## Data records
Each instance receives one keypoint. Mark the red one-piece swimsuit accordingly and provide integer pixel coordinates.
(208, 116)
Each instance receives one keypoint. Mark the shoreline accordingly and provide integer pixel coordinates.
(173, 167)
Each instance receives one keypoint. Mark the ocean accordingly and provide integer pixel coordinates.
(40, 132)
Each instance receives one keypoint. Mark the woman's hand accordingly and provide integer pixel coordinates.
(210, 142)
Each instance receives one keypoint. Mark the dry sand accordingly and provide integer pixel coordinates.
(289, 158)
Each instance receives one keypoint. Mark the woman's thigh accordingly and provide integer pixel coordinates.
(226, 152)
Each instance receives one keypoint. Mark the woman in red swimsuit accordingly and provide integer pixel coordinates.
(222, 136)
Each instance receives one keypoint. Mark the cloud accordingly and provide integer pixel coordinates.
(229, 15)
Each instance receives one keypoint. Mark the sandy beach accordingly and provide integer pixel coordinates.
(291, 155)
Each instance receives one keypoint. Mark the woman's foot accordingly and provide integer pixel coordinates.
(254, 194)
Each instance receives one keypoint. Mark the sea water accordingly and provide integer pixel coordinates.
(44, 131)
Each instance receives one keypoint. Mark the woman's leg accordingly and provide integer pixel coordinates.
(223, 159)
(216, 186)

## What needs to be done
The whole listing above needs to be written out again exactly.

## Solution for this task
Each instance receives one keypoint. Mark the red one-piece swimsuit accordingly and provide integer pixel coordinates.
(208, 116)
Each instance receives one keypoint. Mark the shoreline accordingly and provide integer pixel coordinates.
(173, 167)
Each instance receives one keypoint. Mark the ocean accordingly and provide integer pixel coordinates.
(40, 132)
Each instance receives one keypoint. Mark the woman's hand accordingly and provide integer pixel coordinates.
(210, 142)
Each instance receives one keypoint. Mark the dry sand accordingly and provide integer pixel coordinates.
(289, 158)
Each instance receives one keypoint. Mark the woman's thigh accordingly and provide integer pixel coordinates.
(226, 152)
Each instance receives one keypoint. Mark the woman in red swimsuit accordingly and provide integer pixel coordinates.
(222, 136)
Each instance receives one keypoint. Mark the cloud accordingly and provide integer pixel coordinates.
(229, 15)
Each instance receives one keypoint. Mark the sandy beach accordingly and provide integer pixel coordinates.
(291, 155)
Each instance receives one keypoint. Mark the woman's foot accordingly and provide integer pixel coordinates.
(254, 194)
Each instance receives one keypoint. Mark the sea water accordingly and provide integer pixel coordinates.
(44, 131)
Each instance receives one keypoint. Mark the woman's leg accordingly and provide integer pixel coordinates.
(223, 159)
(216, 186)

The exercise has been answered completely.